Print the records below word for word, but leave out the pictures.

>>>

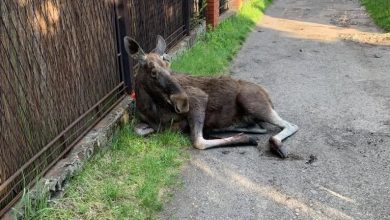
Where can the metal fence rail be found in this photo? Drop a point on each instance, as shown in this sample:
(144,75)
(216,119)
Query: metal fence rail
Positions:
(62,68)
(59,75)
(223,6)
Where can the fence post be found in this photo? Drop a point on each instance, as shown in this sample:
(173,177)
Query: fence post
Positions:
(235,5)
(212,12)
(123,58)
(187,16)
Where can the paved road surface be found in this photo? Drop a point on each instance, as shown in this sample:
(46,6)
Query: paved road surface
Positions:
(312,58)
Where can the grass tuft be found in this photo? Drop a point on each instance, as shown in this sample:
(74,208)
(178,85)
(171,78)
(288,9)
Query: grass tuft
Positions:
(213,52)
(128,181)
(379,11)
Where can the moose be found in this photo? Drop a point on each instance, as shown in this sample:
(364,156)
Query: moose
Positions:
(166,99)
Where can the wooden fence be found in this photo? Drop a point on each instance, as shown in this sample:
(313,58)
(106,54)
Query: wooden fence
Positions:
(62,68)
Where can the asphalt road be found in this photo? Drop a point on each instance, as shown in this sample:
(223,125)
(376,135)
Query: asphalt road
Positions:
(313,58)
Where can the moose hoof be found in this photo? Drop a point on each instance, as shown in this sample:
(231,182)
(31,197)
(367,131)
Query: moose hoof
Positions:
(143,129)
(277,146)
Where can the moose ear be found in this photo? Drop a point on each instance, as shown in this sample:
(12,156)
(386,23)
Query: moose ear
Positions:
(134,50)
(161,46)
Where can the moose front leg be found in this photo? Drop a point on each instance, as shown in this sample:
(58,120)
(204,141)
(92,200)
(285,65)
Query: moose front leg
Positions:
(196,117)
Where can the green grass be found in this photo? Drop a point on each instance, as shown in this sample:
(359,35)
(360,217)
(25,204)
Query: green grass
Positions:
(213,52)
(131,180)
(379,11)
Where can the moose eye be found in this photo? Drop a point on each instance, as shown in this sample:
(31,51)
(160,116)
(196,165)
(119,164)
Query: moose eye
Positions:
(154,74)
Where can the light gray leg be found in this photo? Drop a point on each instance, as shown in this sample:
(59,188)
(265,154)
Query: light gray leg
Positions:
(288,129)
(256,129)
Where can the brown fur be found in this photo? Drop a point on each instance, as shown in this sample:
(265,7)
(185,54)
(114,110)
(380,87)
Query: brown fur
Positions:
(166,99)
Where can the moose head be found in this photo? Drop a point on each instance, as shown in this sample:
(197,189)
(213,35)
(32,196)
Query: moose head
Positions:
(155,75)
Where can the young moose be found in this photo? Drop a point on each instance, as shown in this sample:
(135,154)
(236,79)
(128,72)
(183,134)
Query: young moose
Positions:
(167,99)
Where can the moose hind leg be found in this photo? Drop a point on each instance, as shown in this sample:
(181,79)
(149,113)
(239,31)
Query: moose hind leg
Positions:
(196,117)
(254,129)
(288,129)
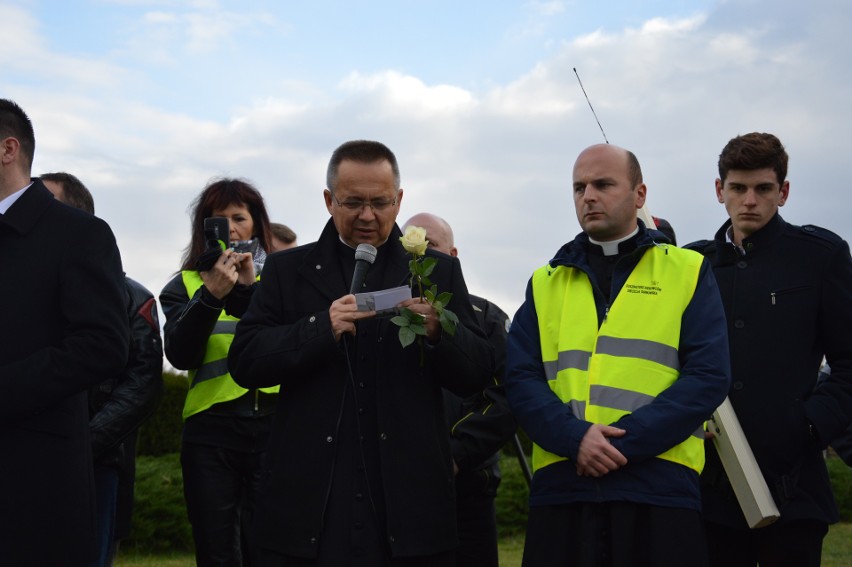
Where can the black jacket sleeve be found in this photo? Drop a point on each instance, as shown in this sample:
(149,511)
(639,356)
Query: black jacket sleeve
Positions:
(137,391)
(483,422)
(189,323)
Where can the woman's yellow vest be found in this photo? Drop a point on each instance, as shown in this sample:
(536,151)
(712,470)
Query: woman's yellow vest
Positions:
(211,383)
(605,373)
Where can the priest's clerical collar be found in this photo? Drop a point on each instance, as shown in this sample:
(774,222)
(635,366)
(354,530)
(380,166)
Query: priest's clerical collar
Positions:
(610,248)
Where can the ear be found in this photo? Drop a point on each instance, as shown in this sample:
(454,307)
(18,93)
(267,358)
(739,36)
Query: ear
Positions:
(9,149)
(641,192)
(785,192)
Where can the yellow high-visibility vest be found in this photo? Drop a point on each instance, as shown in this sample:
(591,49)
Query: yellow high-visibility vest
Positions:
(605,373)
(211,383)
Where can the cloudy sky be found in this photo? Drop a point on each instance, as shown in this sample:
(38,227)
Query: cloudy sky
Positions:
(147,100)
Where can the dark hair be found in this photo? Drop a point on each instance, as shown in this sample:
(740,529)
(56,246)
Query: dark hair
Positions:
(282,232)
(14,123)
(361,151)
(74,193)
(757,150)
(218,195)
(633,169)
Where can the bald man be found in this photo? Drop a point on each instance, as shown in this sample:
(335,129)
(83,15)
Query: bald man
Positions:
(614,361)
(479,425)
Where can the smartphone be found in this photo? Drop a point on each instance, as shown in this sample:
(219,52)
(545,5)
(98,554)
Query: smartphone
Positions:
(217,232)
(243,245)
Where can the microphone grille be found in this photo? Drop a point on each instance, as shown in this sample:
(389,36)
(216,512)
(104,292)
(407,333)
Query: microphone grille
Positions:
(366,252)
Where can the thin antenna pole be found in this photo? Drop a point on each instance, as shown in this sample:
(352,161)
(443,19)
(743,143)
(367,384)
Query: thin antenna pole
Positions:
(590,105)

<<<

**Response**.
Where can the metal fence rail be found in this photo? Drop a point on each instance, as shown in this sample:
(144,75)
(216,119)
Query: metal fence rail
Positions:
(62,68)
(59,75)
(223,6)
Where can the fence post be found in this photo? Drop a point on each instance, as shown in this sample:
(173,177)
Query: fence post
Positions:
(235,5)
(212,12)
(123,58)
(187,16)
Where can the paved road surface be found in this photo? Drop a point on each instance, as shown in this sample:
(46,6)
Query: paved road surface
Positions:
(312,58)
Where can the grass tuft be found in this photo? Drop a point on each instance, as shown in this sample:
(74,208)
(178,85)
(171,78)
(288,9)
Query: grass tuft
Positions:
(213,52)
(128,181)
(379,11)
Where can the moose be found in this photo? Drop a point on each instance, as shown in this sample:
(364,156)
Query: moose
Positions:
(166,99)
Where can the wooden fence be found in this photo? Drop a point on each instance, as shown in this sample:
(313,58)
(106,54)
Query: wooden fence
Positions:
(62,68)
Where can the asphalt road be found in this photo? Drop a point on each instance, as shown in this sample:
(223,125)
(376,135)
Query: asphalt road
Positions:
(313,58)
Where can the moose hoof be found in this photo? Drop a point on each instance, as shown in this sample:
(231,182)
(31,197)
(367,131)
Query: moose hoof
Positions:
(143,129)
(277,146)
Where can the moose ear be found in this photo? Drop a point on each instance, as shown in this sample:
(12,156)
(386,23)
Query: moose ear
Positions:
(134,50)
(161,46)
Where can the moose front leg be found in this photo? Drop a point on each instance, as shown in this sample:
(58,120)
(204,141)
(92,200)
(285,65)
Query: moose front leg
Positions:
(196,117)
Where can the green grass be found in this photo? Drop a point on each instance, as shown in this sample:
(359,35)
(360,217)
(25,204)
Query: green grass
Positions:
(213,52)
(131,180)
(379,11)
Where can the moose eye be found in this photo? Drop a point on each instance, as shown in this sample:
(31,51)
(160,116)
(196,165)
(119,164)
Query: moose eye
Positions:
(154,74)
Where can the light gray leg be found in this photo? Drop a point on each instance, as shown in this sample:
(59,188)
(265,154)
Query: light gray leg
Positions:
(288,129)
(256,129)
Where can the brown fur be found in this photo? Drop a point on each instance, as shown in this sample:
(265,7)
(185,54)
(114,110)
(380,87)
Query: brown fur
Positions:
(166,99)
Where can the moose head be found in this photo? Drop a point on each instance, as shown in this sample:
(197,189)
(213,35)
(32,196)
Query: moose head
Positions:
(155,75)
Where can the young moose be found in this photo? Drop a point on each instance, as shown in this sample:
(135,154)
(236,79)
(128,72)
(183,134)
Query: young moose
Positions:
(167,99)
Where can the moose hind leg be found in this photo? Drop a point on each instance, as shown in this sample:
(181,79)
(149,113)
(239,31)
Query: moose hind leg
Positions:
(196,117)
(254,129)
(288,129)
Where can the black jacket sleeve be found in this photo? Drop a point on each instance, as shown in this sample:
(149,511)
(639,356)
Query: black jacket sleeve
Positions:
(137,391)
(483,422)
(189,323)
Where can the woman's yellow vest be found in this photo? Drop a point on each instance, as shown in this sample:
(536,151)
(712,470)
Query: woman's yellow vest
Positions:
(211,383)
(605,373)
Where can the priest's clerical collar be found in this photo? Drop a point on each instance, as shown in this sample:
(774,222)
(635,366)
(354,530)
(380,166)
Query: priest's clerical collar
Positions:
(610,248)
Where can the ear be found in this photo? Drop a point on each instance, as shown in this sample:
(454,307)
(18,93)
(267,358)
(739,36)
Query: ear
Positions:
(9,149)
(641,192)
(785,192)
Where can the yellow high-visibility vest be found in this photo? Drop a point on each instance, as shown in this sample:
(591,49)
Query: yellow high-visibility vest
Positions:
(605,373)
(211,383)
Where can the cloudy sky be found in this photo? Drop a point on each instance, as shown in this sample:
(38,227)
Query: cloudy sky
Positions:
(147,100)
Where can the dark hair be found in this photo? Drop a point on each instance, as shown in this sample:
(740,529)
(56,246)
Query: dark hair
Positions:
(282,232)
(14,123)
(361,151)
(74,193)
(757,150)
(218,195)
(633,169)
Where can the bald man be found in this photo? Drop a point on each instance, as shown in this sample:
(335,129)
(83,15)
Query: bald man
Positions:
(614,361)
(479,425)
Where can the smartphone be found in this photo? Drop a point on each instance, as shown in this sample:
(219,52)
(545,5)
(98,554)
Query: smartphone
Positions:
(217,232)
(243,245)
Where can the microphone grille be found in this photo? Drop a point on each instance, as shown in this sample:
(389,36)
(216,512)
(104,292)
(407,333)
Query: microphone grille
Positions:
(366,252)
Where can the thin antenna pole be found in this photo? Drop a point on each instance, as shown in this sample:
(352,161)
(443,19)
(743,143)
(367,384)
Query: thin antenna pole
Positions:
(590,105)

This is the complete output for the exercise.